» Exercise objective
Can you resume the Francis Galton letters page from its last line, the Leamington address dated April 26/70, and write what follows?

» Given text
┄┄┄┄┄┄┄┄┄┄

Recognized HTML document

160   Life and Letters of Francis Galton

You are very kind in giving me so much valuable advice and so much encouragement.

Miss Cobbe's review is very characteristic. She has not, however, quite caught what I am driving at in religious matters and which-if the book shall be enough read to make it reasonable for me to do so-I shall express more clearly. Very sincerely yours, FRANCIS GALTON.

The religious views are probably those of the Hereditary Genius : see our p. 114. The review, entitled : `Hereditary Piety',' by Frances Power Cobbe, will be found in the Theological Review, April, 1870. I do not know whether she was at this time a correspondent of Galton's, but she was so in 1877.

(7)   5, BERTIE TERRACE, LEAMINGTON. April 26/70.

┄┄┄┄┄┄┄┄┄┄

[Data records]

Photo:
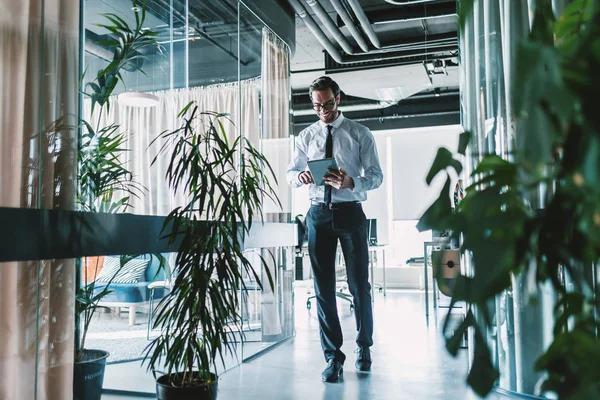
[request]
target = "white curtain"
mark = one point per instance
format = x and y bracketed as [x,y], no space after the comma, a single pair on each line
[143,125]
[39,60]
[275,138]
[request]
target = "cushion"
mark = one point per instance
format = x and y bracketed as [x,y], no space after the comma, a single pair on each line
[131,272]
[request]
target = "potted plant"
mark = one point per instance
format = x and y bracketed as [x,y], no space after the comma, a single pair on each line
[498,224]
[104,185]
[224,183]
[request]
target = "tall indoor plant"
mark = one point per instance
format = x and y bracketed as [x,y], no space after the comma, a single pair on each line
[225,183]
[555,83]
[104,184]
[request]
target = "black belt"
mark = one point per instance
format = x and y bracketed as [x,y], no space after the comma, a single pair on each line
[336,205]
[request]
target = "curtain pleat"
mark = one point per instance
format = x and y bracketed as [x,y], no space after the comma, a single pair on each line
[143,125]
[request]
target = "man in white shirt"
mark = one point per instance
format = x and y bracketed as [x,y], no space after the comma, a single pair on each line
[336,214]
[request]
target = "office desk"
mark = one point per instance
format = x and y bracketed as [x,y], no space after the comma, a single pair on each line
[373,249]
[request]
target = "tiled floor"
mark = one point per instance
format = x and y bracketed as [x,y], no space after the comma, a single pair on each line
[410,361]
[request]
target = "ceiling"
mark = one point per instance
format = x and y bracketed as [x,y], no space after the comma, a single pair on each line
[416,65]
[410,81]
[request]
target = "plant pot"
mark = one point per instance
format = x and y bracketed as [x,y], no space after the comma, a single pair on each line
[89,375]
[165,391]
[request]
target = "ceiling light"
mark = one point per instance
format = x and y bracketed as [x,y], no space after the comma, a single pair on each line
[138,99]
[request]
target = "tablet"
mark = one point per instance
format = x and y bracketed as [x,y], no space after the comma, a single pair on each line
[318,169]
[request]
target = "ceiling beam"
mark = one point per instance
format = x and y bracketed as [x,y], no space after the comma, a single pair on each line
[413,12]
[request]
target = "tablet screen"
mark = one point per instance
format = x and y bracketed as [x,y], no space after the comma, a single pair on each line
[318,169]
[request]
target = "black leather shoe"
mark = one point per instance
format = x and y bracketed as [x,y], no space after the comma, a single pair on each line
[333,371]
[363,359]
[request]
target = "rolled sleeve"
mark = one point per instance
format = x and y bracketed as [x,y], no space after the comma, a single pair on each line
[297,165]
[357,184]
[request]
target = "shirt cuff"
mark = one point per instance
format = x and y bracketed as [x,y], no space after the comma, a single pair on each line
[298,178]
[357,184]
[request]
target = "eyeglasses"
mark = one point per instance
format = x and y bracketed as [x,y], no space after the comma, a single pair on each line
[330,105]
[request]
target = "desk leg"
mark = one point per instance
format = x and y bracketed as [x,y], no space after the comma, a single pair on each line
[426,280]
[372,277]
[383,253]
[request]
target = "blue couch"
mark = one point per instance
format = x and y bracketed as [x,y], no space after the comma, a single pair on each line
[134,295]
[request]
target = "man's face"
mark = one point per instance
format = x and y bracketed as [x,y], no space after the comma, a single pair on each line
[325,104]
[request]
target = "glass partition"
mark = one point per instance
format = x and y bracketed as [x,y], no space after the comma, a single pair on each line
[211,53]
[38,136]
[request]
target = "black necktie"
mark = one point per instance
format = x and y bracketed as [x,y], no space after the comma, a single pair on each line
[328,154]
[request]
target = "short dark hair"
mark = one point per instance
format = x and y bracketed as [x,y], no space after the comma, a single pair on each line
[324,83]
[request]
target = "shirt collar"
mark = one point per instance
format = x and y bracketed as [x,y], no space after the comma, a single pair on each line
[336,124]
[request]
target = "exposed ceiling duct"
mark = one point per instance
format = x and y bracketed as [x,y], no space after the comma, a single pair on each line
[390,52]
[364,22]
[339,8]
[331,27]
[407,2]
[316,31]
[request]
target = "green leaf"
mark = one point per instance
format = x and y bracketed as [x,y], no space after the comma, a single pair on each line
[453,342]
[482,375]
[439,213]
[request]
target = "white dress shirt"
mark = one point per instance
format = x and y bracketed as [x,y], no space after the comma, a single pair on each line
[354,151]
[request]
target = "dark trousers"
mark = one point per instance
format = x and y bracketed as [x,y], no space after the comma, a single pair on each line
[346,223]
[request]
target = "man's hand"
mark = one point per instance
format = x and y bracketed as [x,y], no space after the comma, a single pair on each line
[339,179]
[305,177]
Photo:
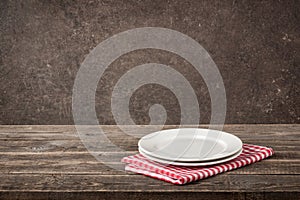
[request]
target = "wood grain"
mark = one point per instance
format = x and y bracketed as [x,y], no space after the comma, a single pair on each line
[40,162]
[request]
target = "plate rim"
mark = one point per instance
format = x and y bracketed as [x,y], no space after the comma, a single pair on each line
[193,164]
[191,159]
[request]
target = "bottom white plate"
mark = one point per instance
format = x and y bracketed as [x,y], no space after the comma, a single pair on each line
[212,162]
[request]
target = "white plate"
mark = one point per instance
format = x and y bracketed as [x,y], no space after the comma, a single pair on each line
[192,164]
[190,144]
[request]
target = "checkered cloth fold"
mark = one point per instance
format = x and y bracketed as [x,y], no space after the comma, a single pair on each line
[180,175]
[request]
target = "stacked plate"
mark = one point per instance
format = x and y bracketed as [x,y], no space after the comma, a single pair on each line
[190,146]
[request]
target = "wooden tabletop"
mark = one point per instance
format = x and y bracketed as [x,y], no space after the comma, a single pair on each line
[50,162]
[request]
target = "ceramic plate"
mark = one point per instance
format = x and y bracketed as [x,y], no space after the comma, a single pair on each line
[190,144]
[194,164]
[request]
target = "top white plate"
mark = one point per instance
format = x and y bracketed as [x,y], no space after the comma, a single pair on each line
[190,144]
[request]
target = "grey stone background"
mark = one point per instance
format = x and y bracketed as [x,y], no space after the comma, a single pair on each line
[255,44]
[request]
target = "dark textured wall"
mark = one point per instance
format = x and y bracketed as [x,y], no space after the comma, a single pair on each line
[255,44]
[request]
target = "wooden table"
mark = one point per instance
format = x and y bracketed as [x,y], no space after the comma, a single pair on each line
[43,162]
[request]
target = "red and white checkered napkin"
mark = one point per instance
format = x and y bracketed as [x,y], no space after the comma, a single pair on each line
[182,175]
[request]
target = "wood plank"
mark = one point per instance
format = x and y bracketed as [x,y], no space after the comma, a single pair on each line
[138,183]
[86,164]
[128,145]
[51,160]
[24,195]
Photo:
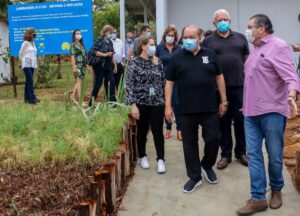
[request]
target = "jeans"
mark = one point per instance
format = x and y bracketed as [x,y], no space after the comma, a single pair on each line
[270,127]
[151,116]
[235,99]
[210,135]
[29,96]
[99,74]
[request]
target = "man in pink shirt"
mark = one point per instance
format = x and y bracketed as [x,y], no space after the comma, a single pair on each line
[270,89]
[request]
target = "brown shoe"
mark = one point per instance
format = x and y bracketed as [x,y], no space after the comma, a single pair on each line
[253,206]
[243,159]
[222,164]
[167,134]
[275,200]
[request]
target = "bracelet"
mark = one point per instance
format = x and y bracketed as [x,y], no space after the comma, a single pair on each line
[293,97]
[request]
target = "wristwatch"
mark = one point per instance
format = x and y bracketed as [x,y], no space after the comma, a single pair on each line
[293,97]
[225,103]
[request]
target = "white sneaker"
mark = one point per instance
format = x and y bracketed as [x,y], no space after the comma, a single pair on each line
[161,166]
[144,162]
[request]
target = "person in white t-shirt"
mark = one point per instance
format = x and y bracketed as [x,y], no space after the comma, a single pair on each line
[28,58]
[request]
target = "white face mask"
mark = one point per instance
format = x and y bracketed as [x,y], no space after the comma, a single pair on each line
[249,35]
[78,37]
[151,50]
[170,39]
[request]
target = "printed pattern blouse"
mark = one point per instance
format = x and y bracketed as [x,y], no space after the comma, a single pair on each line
[145,83]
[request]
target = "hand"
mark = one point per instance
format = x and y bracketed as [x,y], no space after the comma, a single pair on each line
[115,69]
[296,48]
[109,53]
[169,114]
[75,69]
[293,106]
[222,109]
[135,111]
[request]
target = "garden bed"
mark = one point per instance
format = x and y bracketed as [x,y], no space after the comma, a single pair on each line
[48,156]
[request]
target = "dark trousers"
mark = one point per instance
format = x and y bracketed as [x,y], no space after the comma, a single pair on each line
[174,104]
[235,99]
[117,78]
[210,135]
[119,74]
[29,95]
[99,74]
[151,116]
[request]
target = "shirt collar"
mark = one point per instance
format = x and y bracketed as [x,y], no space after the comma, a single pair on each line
[267,38]
[231,33]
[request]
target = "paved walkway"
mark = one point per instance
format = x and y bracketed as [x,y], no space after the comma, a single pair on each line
[151,194]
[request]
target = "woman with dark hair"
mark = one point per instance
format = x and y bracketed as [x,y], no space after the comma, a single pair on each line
[103,48]
[78,59]
[27,55]
[145,94]
[164,52]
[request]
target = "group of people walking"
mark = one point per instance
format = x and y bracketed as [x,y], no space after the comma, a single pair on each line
[216,82]
[213,81]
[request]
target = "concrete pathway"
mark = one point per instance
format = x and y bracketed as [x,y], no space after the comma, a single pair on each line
[151,194]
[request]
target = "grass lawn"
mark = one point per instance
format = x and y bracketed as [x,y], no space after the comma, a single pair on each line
[48,133]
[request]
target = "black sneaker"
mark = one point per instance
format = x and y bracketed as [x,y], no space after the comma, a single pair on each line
[210,175]
[191,185]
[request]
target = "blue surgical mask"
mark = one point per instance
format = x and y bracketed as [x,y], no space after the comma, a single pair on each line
[113,36]
[189,44]
[223,26]
[109,36]
[151,50]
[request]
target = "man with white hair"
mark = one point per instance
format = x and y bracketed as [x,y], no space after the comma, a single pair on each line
[196,72]
[232,50]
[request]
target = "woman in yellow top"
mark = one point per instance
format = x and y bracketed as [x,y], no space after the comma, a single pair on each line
[78,58]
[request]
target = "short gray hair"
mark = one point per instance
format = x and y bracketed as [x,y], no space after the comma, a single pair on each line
[221,11]
[199,30]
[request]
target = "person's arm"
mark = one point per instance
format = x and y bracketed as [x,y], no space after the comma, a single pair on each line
[130,91]
[73,61]
[296,48]
[115,66]
[284,65]
[168,97]
[222,91]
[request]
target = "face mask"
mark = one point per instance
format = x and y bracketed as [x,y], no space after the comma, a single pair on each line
[151,50]
[113,36]
[202,39]
[170,39]
[189,44]
[109,36]
[78,37]
[249,36]
[223,26]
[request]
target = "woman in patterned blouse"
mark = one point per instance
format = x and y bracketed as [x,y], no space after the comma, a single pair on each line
[78,58]
[145,93]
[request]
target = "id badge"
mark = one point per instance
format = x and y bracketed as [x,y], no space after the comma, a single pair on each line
[151,91]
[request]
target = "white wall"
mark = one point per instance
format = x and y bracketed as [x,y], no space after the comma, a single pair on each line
[283,14]
[4,68]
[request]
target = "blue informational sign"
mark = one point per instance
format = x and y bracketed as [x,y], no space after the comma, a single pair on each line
[54,23]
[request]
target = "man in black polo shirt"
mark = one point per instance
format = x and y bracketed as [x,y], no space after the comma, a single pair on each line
[232,50]
[197,72]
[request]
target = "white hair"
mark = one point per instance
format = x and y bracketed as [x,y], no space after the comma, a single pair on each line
[224,11]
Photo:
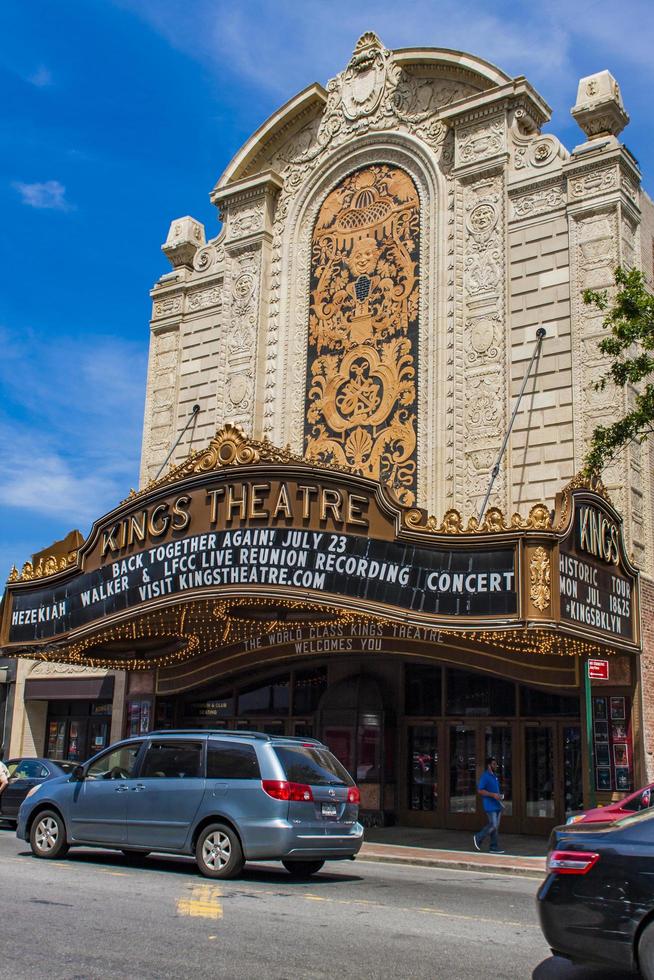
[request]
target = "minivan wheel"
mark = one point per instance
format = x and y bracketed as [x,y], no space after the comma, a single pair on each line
[218,852]
[646,952]
[48,835]
[303,869]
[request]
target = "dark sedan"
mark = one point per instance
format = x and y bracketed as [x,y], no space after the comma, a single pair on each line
[597,902]
[23,775]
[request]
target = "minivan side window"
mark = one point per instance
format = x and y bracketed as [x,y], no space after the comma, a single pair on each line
[231,760]
[117,764]
[172,760]
[317,766]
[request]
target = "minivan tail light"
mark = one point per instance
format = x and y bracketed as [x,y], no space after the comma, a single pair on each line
[279,789]
[571,862]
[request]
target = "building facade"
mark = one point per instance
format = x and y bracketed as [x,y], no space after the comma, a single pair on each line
[389,249]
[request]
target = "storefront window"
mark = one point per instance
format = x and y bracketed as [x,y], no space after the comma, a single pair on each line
[308,688]
[463,769]
[56,739]
[572,782]
[268,698]
[368,753]
[138,716]
[537,704]
[423,767]
[478,694]
[423,690]
[76,730]
[539,772]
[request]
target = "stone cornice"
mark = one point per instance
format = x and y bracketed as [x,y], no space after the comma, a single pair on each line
[516,94]
[248,189]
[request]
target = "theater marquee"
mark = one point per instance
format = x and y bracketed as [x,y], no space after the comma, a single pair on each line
[245,522]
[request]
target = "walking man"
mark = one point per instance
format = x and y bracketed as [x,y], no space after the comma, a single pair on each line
[491,798]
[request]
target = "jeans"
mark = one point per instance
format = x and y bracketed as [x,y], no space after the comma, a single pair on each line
[491,829]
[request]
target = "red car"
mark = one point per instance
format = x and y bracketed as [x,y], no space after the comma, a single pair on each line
[641,799]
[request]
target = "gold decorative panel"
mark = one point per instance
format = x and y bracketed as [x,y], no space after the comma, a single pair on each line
[363,329]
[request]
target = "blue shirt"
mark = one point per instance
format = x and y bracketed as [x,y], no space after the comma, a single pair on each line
[491,784]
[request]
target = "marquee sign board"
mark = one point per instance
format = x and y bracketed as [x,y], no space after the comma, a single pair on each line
[244,521]
[247,557]
[598,585]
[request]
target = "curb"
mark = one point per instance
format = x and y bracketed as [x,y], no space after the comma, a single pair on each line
[462,863]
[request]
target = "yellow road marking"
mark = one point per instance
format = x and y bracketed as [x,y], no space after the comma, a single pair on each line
[204,902]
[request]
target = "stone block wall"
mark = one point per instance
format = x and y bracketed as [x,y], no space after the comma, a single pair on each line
[542,446]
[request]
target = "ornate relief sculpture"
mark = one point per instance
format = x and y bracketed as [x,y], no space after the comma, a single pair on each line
[363,329]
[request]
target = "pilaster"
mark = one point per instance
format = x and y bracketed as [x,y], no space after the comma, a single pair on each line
[247,208]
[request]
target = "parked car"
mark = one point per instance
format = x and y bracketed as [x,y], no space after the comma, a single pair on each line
[24,774]
[596,905]
[225,796]
[641,799]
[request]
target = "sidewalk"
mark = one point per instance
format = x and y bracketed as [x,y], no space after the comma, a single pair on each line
[454,849]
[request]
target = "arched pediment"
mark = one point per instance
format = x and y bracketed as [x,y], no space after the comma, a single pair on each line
[378,89]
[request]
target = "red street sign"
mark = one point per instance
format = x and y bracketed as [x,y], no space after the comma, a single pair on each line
[598,670]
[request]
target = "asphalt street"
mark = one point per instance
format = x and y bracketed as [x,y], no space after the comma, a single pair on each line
[96,915]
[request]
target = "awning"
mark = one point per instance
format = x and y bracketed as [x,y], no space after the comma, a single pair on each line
[69,689]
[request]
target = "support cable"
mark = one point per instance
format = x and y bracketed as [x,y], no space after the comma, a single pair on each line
[194,414]
[540,335]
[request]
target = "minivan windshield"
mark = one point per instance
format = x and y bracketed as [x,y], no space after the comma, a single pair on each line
[315,766]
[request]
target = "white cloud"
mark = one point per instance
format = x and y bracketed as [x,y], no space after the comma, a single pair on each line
[42,77]
[49,195]
[284,46]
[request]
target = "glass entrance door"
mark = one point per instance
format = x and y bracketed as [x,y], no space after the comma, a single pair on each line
[462,788]
[423,768]
[540,808]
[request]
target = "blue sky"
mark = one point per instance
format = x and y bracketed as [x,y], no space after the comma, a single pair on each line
[120,116]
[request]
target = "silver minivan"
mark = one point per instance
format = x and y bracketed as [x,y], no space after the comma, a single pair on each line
[225,796]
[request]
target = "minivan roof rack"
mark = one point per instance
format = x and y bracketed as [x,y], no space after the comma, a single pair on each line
[209,731]
[238,733]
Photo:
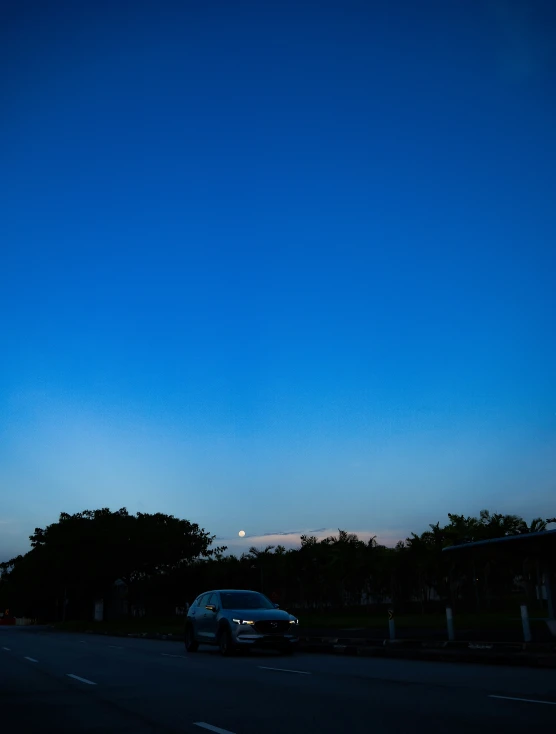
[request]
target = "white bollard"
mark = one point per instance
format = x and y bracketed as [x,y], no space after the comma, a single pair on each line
[391,624]
[450,623]
[525,623]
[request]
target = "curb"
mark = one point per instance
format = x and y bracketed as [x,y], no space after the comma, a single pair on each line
[536,655]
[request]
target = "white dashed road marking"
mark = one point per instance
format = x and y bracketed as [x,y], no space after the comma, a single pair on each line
[83,680]
[285,670]
[210,727]
[525,700]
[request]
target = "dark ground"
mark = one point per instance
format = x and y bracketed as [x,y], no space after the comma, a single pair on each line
[153,686]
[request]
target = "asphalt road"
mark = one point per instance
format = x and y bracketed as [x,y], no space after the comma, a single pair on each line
[59,682]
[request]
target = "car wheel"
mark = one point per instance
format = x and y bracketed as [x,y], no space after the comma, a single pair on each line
[191,644]
[225,642]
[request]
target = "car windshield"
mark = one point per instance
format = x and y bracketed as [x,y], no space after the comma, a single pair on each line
[247,600]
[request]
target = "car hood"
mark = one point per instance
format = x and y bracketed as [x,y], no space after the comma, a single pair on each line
[257,615]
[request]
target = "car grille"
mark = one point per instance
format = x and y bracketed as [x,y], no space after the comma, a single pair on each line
[270,627]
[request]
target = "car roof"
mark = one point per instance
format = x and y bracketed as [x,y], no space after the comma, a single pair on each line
[230,591]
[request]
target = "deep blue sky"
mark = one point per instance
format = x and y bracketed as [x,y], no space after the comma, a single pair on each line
[280,266]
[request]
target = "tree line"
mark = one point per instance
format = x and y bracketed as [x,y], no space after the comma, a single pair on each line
[163,562]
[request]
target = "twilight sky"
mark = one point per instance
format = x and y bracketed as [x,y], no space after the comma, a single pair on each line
[279,266]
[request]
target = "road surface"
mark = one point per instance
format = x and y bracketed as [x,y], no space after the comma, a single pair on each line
[59,682]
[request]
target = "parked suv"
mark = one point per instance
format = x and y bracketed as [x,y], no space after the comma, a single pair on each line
[236,620]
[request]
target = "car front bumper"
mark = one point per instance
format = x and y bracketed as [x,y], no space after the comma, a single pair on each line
[268,641]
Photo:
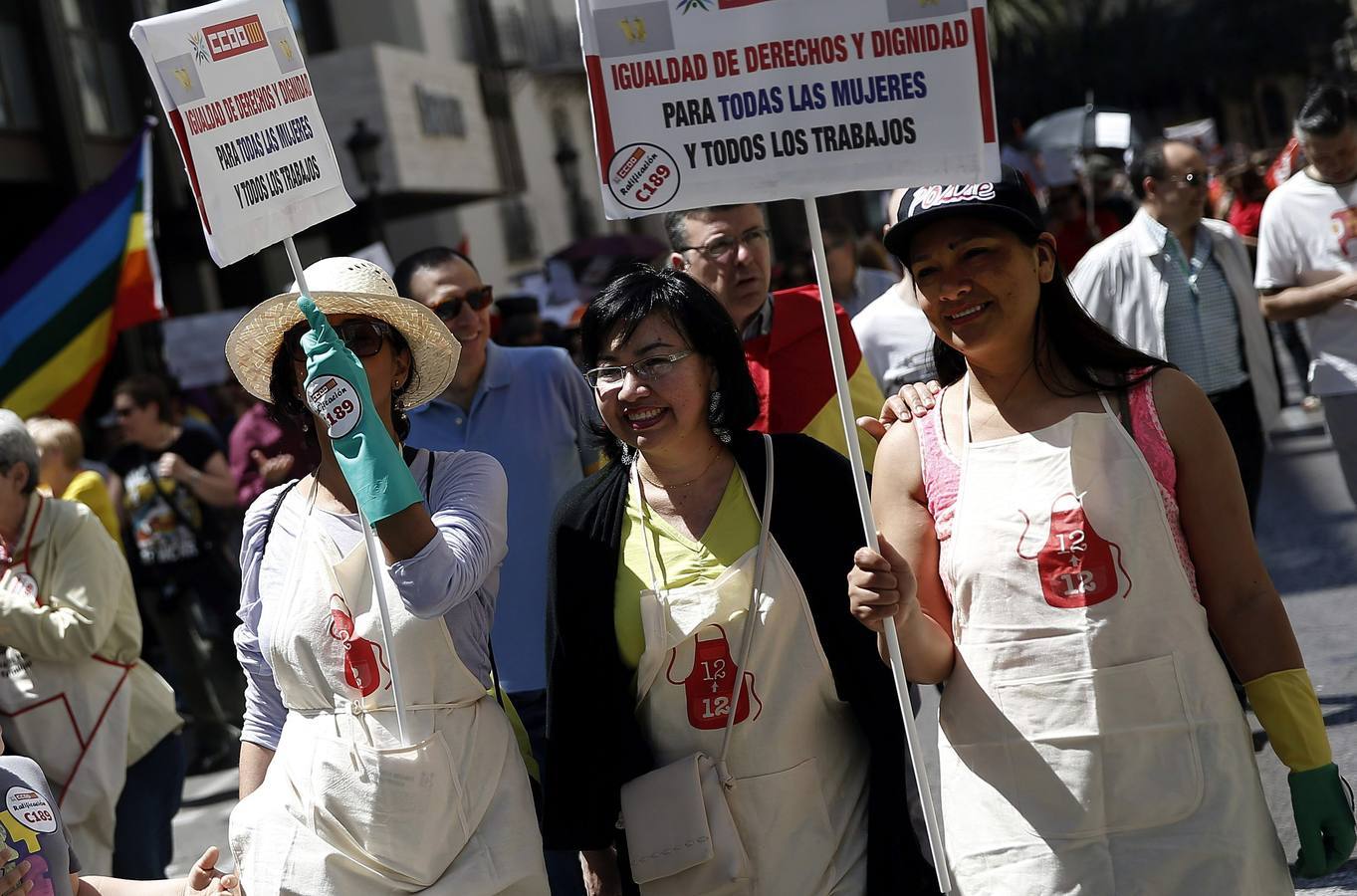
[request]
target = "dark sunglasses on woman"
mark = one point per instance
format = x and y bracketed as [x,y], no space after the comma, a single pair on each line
[479,299]
[362,336]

┄┄┄┄┄┄┄┄┄┄

» Reply
MY DEAR DARWIN, Two more litters and no happy results, the young being all true silver greys. There ought to have been a third litter but the doe had not kindled. I shall next give a fresh infusion to every one of my old stock and hope to raise the proportion of alien blood in their bodies to at least 3 per cent. of their entire weight, or, say 30 per cent. of their entire blood.

I am obliged to defer all this for a week or two longer for my mother has been lying at the verge of death for a fortnight and I am wanted by her. She is now a trifle better and her illness-the result of bronchitis-may be less acute for a while and I may be able to get back to London. We have no reasonable hope that she will ever recover even a more moderate degree of health. Very sincerely yours, FRANCIS GALTON..

(8)   42, RUTLAND GATE, S.W. May 12, 1870 (written at the Athenaeum).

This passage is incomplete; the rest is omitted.